■ Document section ■
-------------------------

Channel likelihood correction for photon-counting array receivers in the presence of dead time and jitters

Jingsong Xiang; Yuanming Jia; Chenhui Deng; Sheng Huang; Changping Li; Xueli Chen; Pei Zhang; Yimiao Wu

doi:10.1364/OE.26.002848

1. Introduction

Lunar exploration and other deep space explorations require increasing data transmission capability. Laser communication has many advantages, such as large capacity, low power consumption and small antenna size, indicating its bright future in long-distance space communication. NASA’s Lunar Laser Communication Demonstration (LLCD) mission was a great success in 2013, when the lunar orbiter was able to realize the 622Mb/s laser communication between the moon and the ground by only 0.5 watts of laser power and 10 cm diameter optical antenna [1]. Compared with microwave communications, laser communications show great benefits in Lunar-Earth communications and other deep space communications.

PPM combined with photon-counting detector arrays of direct-detection laser communication is an effective means to solve the massive data transmission problem. This is a great potential for deep-space optical communication. However, in order to reach the link to the desired communications rate, the receiver must be sufficiently sensitive to collect and probe enough photons. The single-photon detector, GM-APD, operates on its breakdown voltage under the Geiger mode. A photon arrival will thus cause an avalanche of charge carriers, which makes the photon effectively detected. This has motivated the recent researches on a number of applications, including deep-space optical communications, three-dimensional laser imaging, laser ranging, quantum cryptography and visible light communication (VLC) [2–5]. However, after a photon is detected, a quenching circuit will be utilized to recover the detector from the excess charge carriers. The quenching process will introduce a finite recovery time, called dead time, during which the device will never respond to another arrived photons [6]. The BER performance of the photon-counting detector array receiver in the presence of dead time needs to be evaluated.

-------------------------

Carry on with the introduction about photon-counting detector array receivers and dead time, starting right after its final sentence.

■ Data lines ■
-------------------------

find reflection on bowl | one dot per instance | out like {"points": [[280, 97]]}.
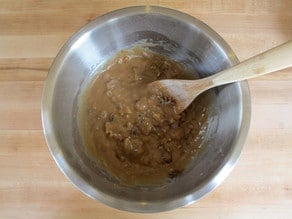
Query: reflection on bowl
{"points": [[172, 34]]}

-------------------------

■ Answer to this task ■
The performance of ground-based optical receivers has been enhanced by the use of photon-counting detector arrays together with optimum signal processing [7]. Investigation and design of adaptive optics (AO) subsystems are presented in [8], to mitigate the coupled effects of background noise and atmospheric turbulence on telescope array-based receivers used in deep-space optical communications links. A synchronization scheme based on Kalman filters was applied to a telescope array-based optical communication receiver [9]. In [10], the effects of detector jitter and timing estimation error have been incorporated in the probability model for the likelihood ratio. The jitter models were presented in [11] for three detectors, i.e. InGaAsP PMT, InGaAsP GM-APD and NbN SSPD. Recent work by Elham Sarbazi and Harald Haas [12] investigated the impact of the detector dead time on the error performance of an on-off key (OOK) modulation optical communication system and it was shown that the bit error rate (BER) degraded rapidly with increasing dead time. The author in [13] analyzed the effect of dead time on the detection efficiency and ranging performance of photon counting, proposed a universal recursive model of the detection probability of discrete time with various dead-times and verified with controlled parameters. However, in terms of the photon-counting array receiver decoding, the above works did not provide a solution to reduce the receiver BER performance loss caused by dead time.

This paper first gives a brief description of the Poisson channel model and the channel likelihood. Secondly, a modified channel model in the presence of the dead time is developed and an improved computation method is derived for the channel likelihood. Moreover, a generalized channel likelihood expression is proposed to solve the problem of the simultaneous existence of both detector dead time and photon jitter. Finally, BER performance comparisons are made between ideal Poisson channel likelihood and improved channel likelihood.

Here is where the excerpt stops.